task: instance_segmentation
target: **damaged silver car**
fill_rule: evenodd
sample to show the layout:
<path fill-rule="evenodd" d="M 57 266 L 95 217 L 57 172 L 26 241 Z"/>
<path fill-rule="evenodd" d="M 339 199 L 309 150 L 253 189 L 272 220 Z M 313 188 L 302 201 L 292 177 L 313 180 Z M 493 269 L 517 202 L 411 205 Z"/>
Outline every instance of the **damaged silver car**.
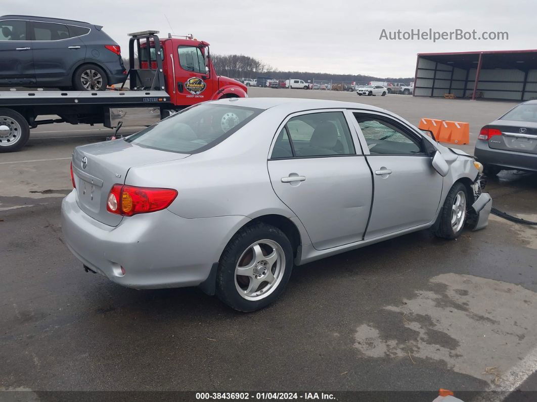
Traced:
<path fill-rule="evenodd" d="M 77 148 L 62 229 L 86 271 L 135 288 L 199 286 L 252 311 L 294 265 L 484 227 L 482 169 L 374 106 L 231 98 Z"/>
---
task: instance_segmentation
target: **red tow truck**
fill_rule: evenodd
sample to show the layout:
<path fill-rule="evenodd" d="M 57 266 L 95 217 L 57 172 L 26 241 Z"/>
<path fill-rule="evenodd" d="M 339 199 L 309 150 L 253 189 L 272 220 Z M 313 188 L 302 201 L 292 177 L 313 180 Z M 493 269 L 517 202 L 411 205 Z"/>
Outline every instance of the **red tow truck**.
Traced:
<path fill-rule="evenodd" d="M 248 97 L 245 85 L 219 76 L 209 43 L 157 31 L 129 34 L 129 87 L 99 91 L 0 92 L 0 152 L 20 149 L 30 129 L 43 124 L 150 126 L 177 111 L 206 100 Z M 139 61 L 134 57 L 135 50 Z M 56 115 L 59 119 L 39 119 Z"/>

Task statement
Identify every line above that contains the word "silver" and copy each one in full.

Response
target: **damaged silver car**
Outline every instance of the **damaged silver car**.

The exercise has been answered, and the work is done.